---------- Records for this task ----------

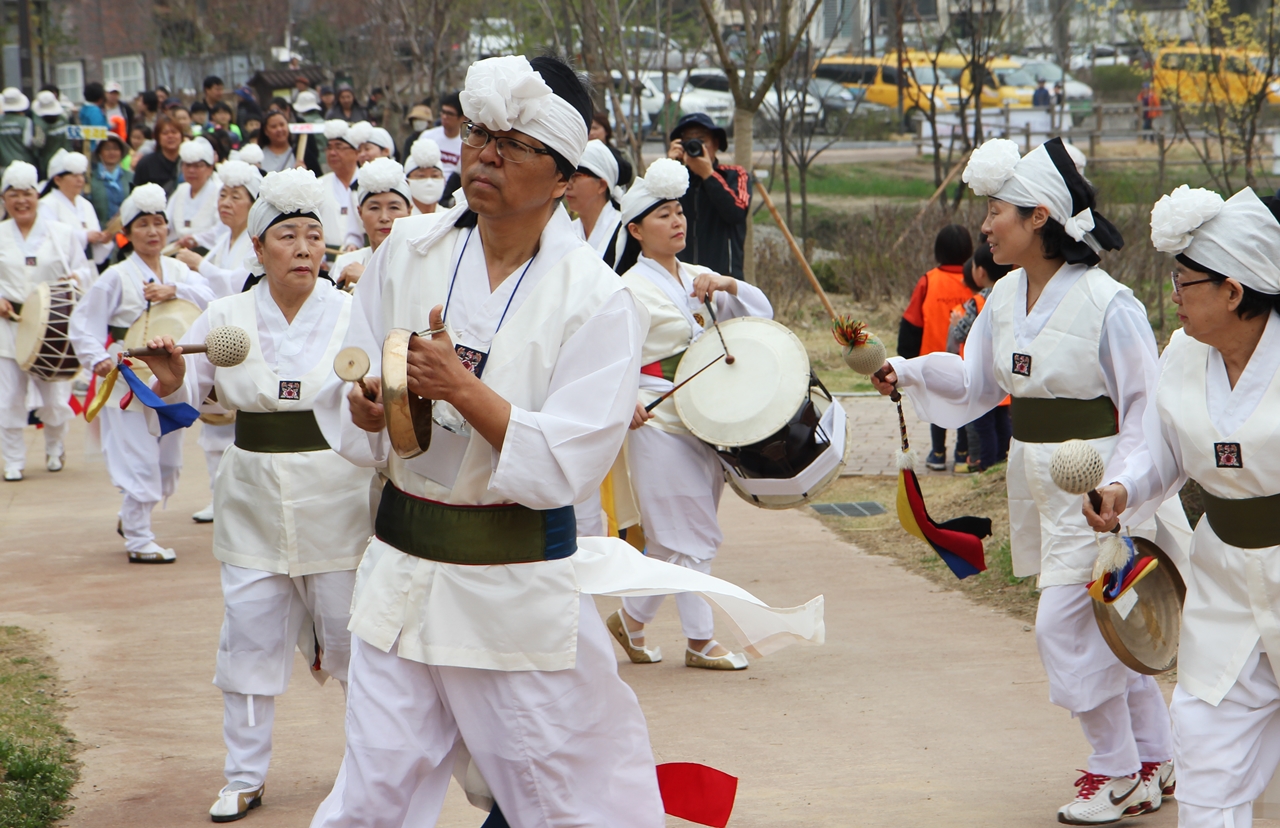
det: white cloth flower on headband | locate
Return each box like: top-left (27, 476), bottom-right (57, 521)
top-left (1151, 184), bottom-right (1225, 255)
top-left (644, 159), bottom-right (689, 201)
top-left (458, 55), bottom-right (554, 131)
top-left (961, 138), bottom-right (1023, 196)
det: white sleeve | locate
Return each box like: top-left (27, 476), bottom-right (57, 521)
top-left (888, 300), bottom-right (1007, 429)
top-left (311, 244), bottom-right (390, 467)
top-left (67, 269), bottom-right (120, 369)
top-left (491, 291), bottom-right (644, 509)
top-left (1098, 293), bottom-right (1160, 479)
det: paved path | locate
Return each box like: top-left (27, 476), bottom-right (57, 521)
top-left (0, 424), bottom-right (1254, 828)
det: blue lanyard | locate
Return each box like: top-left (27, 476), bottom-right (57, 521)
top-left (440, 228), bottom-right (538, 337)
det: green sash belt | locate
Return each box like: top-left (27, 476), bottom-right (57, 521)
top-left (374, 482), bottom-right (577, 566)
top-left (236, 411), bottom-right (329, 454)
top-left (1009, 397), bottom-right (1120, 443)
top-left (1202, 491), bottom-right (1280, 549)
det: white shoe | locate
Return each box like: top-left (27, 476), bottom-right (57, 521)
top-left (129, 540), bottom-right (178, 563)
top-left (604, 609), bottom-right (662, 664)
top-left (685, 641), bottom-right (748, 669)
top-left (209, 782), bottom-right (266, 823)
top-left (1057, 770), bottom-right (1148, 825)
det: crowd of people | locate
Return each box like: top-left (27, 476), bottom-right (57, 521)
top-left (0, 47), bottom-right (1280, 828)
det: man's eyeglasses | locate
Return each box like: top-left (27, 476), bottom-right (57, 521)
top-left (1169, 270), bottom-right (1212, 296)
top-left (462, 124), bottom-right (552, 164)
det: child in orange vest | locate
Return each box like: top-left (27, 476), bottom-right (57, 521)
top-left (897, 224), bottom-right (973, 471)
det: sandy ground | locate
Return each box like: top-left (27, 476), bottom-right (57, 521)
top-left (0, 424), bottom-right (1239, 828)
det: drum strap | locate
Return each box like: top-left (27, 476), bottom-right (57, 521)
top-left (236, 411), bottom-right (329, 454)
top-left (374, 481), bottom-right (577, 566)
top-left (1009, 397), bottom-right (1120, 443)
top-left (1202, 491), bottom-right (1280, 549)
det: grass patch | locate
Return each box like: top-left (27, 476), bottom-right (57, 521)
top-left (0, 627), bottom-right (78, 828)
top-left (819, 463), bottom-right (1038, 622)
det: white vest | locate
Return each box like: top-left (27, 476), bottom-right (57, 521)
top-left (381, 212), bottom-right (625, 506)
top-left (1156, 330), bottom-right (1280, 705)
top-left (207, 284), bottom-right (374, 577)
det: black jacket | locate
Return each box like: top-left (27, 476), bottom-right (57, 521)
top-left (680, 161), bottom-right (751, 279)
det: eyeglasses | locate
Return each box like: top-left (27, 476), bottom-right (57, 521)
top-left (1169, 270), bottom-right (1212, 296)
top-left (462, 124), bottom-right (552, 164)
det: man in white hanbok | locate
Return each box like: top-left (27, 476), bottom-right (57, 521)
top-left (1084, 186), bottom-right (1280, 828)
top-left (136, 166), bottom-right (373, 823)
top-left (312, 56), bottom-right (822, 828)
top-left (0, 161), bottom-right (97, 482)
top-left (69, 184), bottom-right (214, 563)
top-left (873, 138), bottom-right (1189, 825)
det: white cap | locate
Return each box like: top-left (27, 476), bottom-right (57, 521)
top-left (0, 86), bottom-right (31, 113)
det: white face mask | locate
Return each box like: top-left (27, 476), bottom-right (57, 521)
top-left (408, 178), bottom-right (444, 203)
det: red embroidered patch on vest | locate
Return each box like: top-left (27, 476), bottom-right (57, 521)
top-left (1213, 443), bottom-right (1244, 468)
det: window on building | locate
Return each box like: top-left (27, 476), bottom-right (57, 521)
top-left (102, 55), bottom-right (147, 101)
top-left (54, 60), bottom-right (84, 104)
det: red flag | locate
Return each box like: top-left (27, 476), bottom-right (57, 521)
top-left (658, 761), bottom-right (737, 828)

----------
---------- Records for this task ----------

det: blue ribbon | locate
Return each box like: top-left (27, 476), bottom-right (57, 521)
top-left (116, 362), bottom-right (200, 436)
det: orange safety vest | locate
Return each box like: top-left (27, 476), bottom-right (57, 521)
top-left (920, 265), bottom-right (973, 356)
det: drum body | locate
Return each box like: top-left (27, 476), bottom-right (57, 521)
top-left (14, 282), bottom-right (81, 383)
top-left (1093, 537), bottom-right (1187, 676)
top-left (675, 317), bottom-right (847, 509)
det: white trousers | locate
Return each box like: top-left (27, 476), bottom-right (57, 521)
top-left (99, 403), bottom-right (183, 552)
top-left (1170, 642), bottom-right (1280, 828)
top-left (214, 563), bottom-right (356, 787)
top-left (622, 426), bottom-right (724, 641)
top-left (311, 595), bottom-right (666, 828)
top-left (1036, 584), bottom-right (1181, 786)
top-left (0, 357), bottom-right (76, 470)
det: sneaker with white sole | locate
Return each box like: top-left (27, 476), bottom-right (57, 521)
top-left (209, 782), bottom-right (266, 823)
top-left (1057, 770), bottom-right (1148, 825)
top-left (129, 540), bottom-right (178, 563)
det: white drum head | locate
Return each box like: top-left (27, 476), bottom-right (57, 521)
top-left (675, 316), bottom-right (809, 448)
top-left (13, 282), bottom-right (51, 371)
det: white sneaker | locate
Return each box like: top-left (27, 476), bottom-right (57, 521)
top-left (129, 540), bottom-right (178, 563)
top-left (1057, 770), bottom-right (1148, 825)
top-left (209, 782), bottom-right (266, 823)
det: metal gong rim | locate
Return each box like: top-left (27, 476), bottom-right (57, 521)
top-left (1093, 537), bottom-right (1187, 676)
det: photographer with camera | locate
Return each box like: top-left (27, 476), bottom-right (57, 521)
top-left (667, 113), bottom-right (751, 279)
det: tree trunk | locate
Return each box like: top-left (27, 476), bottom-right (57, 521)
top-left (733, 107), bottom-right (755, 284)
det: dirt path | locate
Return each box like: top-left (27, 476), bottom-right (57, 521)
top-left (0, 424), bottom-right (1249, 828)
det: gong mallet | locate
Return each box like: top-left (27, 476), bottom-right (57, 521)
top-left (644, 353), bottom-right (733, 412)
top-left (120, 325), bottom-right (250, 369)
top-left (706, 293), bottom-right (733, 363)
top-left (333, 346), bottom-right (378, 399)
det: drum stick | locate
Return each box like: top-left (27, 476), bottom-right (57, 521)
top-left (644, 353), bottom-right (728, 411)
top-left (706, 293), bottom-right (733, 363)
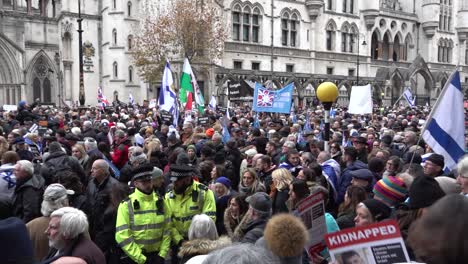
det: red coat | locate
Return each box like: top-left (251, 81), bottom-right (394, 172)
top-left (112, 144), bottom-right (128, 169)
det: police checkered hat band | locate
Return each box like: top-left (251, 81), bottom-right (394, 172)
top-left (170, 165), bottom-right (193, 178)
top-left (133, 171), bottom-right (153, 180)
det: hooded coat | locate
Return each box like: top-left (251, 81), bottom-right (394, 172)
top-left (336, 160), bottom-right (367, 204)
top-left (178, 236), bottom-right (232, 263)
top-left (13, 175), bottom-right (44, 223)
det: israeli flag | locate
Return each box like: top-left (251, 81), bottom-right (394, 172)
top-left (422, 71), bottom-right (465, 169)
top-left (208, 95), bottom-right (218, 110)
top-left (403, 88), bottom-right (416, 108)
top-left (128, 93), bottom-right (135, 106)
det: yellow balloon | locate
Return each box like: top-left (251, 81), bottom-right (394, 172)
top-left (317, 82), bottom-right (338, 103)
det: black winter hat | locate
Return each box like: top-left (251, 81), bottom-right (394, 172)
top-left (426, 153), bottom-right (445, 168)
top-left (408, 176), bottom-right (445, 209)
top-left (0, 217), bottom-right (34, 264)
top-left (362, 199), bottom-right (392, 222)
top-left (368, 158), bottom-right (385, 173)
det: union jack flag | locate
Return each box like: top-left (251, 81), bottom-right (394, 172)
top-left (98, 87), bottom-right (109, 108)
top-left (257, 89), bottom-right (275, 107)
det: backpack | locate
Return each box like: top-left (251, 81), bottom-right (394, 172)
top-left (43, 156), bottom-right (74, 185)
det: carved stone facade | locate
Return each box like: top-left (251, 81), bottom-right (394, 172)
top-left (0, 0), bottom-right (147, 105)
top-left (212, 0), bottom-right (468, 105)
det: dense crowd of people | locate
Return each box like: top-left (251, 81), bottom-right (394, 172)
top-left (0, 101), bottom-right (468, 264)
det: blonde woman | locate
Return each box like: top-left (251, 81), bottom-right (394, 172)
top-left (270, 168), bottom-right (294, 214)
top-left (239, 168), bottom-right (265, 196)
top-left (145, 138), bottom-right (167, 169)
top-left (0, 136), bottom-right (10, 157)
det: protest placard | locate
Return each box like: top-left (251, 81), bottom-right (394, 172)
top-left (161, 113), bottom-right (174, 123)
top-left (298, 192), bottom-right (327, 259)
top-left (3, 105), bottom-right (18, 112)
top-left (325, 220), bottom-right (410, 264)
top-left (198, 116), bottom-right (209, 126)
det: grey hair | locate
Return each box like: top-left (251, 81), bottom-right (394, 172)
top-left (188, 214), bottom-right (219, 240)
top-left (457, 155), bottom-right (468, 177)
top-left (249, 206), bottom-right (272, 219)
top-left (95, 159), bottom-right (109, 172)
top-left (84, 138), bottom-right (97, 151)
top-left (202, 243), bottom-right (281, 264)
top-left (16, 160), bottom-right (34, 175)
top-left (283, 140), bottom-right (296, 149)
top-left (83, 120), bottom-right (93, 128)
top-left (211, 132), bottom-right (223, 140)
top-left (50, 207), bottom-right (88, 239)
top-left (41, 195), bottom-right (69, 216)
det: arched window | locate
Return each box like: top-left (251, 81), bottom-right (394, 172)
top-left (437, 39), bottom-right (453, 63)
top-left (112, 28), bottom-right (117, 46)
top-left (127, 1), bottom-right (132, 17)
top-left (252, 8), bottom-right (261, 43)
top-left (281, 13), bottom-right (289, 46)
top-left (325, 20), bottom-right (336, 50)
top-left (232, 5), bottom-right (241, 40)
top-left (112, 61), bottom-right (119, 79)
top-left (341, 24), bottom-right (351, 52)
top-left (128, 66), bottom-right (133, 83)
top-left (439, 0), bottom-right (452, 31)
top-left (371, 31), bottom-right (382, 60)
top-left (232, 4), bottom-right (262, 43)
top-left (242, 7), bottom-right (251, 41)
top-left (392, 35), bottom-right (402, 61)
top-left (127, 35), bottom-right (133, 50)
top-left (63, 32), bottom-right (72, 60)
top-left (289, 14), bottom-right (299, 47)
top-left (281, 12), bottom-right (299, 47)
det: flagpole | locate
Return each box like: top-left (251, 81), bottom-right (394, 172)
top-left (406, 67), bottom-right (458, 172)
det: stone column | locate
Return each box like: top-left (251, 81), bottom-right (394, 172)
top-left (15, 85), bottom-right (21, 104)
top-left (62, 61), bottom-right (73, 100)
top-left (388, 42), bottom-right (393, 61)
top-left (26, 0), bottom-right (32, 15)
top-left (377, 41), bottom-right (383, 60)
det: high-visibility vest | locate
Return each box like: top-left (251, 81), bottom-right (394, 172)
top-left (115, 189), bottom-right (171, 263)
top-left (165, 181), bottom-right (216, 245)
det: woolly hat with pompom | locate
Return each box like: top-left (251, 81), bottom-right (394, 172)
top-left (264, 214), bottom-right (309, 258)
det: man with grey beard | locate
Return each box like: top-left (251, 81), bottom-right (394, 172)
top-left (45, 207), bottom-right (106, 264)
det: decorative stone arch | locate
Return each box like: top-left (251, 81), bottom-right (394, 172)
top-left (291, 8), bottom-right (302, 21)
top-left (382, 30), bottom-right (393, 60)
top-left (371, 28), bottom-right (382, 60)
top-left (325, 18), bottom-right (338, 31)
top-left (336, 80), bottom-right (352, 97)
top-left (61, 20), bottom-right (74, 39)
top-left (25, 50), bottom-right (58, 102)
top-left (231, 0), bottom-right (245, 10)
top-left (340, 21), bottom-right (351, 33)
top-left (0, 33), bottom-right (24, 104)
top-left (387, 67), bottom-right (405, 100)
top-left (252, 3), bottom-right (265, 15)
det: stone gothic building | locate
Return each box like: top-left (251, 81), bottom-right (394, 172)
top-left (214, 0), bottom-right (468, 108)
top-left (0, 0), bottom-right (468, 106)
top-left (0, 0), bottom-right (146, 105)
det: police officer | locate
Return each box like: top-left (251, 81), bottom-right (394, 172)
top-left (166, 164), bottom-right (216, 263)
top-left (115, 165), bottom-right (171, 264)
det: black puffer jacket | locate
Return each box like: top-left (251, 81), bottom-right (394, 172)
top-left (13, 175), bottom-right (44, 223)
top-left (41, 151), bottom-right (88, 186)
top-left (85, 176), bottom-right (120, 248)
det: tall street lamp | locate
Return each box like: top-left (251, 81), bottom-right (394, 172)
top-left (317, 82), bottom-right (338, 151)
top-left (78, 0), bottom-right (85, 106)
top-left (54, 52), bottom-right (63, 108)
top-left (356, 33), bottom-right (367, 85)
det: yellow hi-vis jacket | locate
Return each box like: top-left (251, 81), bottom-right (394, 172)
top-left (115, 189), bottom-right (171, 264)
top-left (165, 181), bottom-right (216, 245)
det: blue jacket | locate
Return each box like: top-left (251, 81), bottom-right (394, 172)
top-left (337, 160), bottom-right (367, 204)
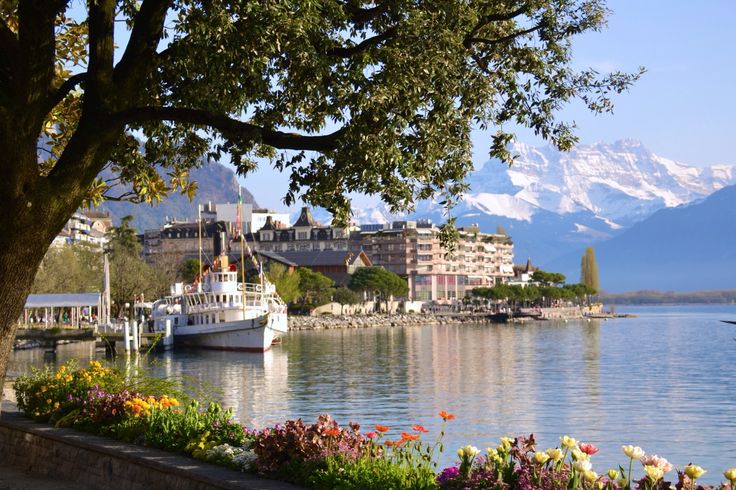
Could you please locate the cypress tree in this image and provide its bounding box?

----------

**Work to complete:**
Swap "grey hair" for "silver hair" in the items from the line with "det: grey hair | locate" to the line with "top-left (202, 243), bottom-right (281, 264)", and give back only those lines with nothing else changed.

**Expected answer:**
det: silver hair | locate
Return each box like: top-left (251, 81), bottom-right (394, 172)
top-left (188, 214), bottom-right (219, 240)
top-left (457, 155), bottom-right (468, 177)
top-left (249, 206), bottom-right (272, 219)
top-left (95, 159), bottom-right (109, 172)
top-left (84, 138), bottom-right (97, 151)
top-left (202, 243), bottom-right (281, 264)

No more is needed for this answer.